**Goal of the exercise:**
Rewrite these records with every "annotator" changed to "reviewer", leaving everything else as it is.

**Data records:**
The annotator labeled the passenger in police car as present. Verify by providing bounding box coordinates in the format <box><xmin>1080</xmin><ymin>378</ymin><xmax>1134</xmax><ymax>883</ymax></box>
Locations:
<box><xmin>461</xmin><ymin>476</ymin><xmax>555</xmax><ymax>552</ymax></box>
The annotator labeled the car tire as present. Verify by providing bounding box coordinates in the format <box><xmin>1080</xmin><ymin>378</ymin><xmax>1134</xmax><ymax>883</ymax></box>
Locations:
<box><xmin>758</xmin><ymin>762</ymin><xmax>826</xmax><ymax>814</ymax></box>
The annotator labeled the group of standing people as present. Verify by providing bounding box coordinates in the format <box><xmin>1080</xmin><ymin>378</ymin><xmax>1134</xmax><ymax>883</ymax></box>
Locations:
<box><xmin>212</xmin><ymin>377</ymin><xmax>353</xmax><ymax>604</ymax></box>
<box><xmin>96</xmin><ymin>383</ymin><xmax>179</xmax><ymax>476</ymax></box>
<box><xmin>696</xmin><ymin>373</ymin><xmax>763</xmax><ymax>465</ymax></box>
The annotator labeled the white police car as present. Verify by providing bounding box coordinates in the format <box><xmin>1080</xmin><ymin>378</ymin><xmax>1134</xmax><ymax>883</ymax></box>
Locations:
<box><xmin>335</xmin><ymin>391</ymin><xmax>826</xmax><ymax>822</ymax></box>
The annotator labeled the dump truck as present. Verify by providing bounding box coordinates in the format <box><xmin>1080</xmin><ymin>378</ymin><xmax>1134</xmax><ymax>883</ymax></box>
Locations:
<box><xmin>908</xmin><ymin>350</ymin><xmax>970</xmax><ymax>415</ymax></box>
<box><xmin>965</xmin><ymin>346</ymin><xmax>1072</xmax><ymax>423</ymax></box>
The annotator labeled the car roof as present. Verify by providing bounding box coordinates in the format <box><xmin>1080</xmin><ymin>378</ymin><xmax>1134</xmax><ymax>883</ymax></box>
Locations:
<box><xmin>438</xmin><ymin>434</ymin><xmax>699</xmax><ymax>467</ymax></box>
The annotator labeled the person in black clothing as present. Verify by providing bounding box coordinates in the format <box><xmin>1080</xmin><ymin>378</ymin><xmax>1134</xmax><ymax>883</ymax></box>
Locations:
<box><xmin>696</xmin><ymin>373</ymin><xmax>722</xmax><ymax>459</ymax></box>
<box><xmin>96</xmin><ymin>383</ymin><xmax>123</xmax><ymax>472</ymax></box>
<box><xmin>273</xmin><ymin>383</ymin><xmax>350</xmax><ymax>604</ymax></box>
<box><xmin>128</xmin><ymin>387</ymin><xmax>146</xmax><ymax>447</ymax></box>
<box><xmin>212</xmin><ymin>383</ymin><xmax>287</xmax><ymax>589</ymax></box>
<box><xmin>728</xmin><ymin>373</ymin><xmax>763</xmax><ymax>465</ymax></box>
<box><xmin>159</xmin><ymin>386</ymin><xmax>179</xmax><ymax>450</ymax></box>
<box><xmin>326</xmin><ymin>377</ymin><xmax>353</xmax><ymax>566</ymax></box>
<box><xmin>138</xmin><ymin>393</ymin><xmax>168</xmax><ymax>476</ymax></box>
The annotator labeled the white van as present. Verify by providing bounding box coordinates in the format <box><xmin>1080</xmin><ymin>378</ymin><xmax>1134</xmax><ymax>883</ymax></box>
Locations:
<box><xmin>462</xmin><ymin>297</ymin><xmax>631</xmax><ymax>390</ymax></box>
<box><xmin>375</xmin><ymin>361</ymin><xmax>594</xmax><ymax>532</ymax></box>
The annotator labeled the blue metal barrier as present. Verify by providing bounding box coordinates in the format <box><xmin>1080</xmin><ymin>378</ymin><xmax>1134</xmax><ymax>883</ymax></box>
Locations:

**Result:**
The reviewer labeled the passenger in police car as present. Verify by providing bounding box coordinates in the format <box><xmin>1080</xmin><ymin>378</ymin><xmax>1134</xmax><ymax>883</ymax></box>
Locations:
<box><xmin>461</xmin><ymin>476</ymin><xmax>555</xmax><ymax>552</ymax></box>
The reviewer labeled the car tire as present. Verify by providing bounding box coordinates in the format <box><xmin>1080</xmin><ymin>378</ymin><xmax>1134</xmax><ymax>883</ymax></box>
Locations:
<box><xmin>758</xmin><ymin>762</ymin><xmax>826</xmax><ymax>814</ymax></box>
The reviewer labeled the group of standing people as present. Verify by providing bounding box coordinates in the format <box><xmin>1080</xmin><ymin>378</ymin><xmax>1134</xmax><ymax>883</ymax></box>
Locations:
<box><xmin>212</xmin><ymin>377</ymin><xmax>353</xmax><ymax>604</ymax></box>
<box><xmin>96</xmin><ymin>383</ymin><xmax>179</xmax><ymax>476</ymax></box>
<box><xmin>696</xmin><ymin>373</ymin><xmax>763</xmax><ymax>465</ymax></box>
The reviewer labeled the white police car as present. Verify by providing bounding box coordinates in the format <box><xmin>1080</xmin><ymin>378</ymin><xmax>1134</xmax><ymax>883</ymax></box>
Locations:
<box><xmin>335</xmin><ymin>391</ymin><xmax>826</xmax><ymax>822</ymax></box>
The reviewer labeled the dump truck as present. Verify by providing bounding box coordinates in the format <box><xmin>1080</xmin><ymin>378</ymin><xmax>1134</xmax><ymax>883</ymax></box>
Locations:
<box><xmin>908</xmin><ymin>350</ymin><xmax>970</xmax><ymax>415</ymax></box>
<box><xmin>965</xmin><ymin>346</ymin><xmax>1072</xmax><ymax>423</ymax></box>
The reviewer labeled the car roof as present. Verify by providing bounding box coordinates in the format <box><xmin>1080</xmin><ymin>378</ymin><xmax>1134</xmax><ymax>883</ymax></box>
Locations:
<box><xmin>438</xmin><ymin>434</ymin><xmax>699</xmax><ymax>467</ymax></box>
The reviewer labeled the person in black clothing as present. Verify by providing bounding box coordinates in the format <box><xmin>1080</xmin><ymin>378</ymin><xmax>1134</xmax><ymax>883</ymax></box>
Locations:
<box><xmin>696</xmin><ymin>373</ymin><xmax>722</xmax><ymax>459</ymax></box>
<box><xmin>96</xmin><ymin>383</ymin><xmax>123</xmax><ymax>472</ymax></box>
<box><xmin>273</xmin><ymin>383</ymin><xmax>350</xmax><ymax>604</ymax></box>
<box><xmin>128</xmin><ymin>387</ymin><xmax>146</xmax><ymax>447</ymax></box>
<box><xmin>212</xmin><ymin>383</ymin><xmax>287</xmax><ymax>589</ymax></box>
<box><xmin>728</xmin><ymin>373</ymin><xmax>763</xmax><ymax>465</ymax></box>
<box><xmin>159</xmin><ymin>386</ymin><xmax>179</xmax><ymax>450</ymax></box>
<box><xmin>326</xmin><ymin>377</ymin><xmax>353</xmax><ymax>566</ymax></box>
<box><xmin>138</xmin><ymin>393</ymin><xmax>168</xmax><ymax>476</ymax></box>
The reviewer labeled the white van as present. Verify by providing bounding box coordinates in the format <box><xmin>1080</xmin><ymin>378</ymin><xmax>1134</xmax><ymax>883</ymax></box>
Locations:
<box><xmin>462</xmin><ymin>297</ymin><xmax>631</xmax><ymax>390</ymax></box>
<box><xmin>375</xmin><ymin>361</ymin><xmax>594</xmax><ymax>532</ymax></box>
The reviewer labeled the blue metal barrier as present. Verify by providing bounding box coordinates in the format <box><xmin>1080</xmin><ymin>378</ymin><xmax>1134</xmax><ymax>883</ymax></box>
Locations:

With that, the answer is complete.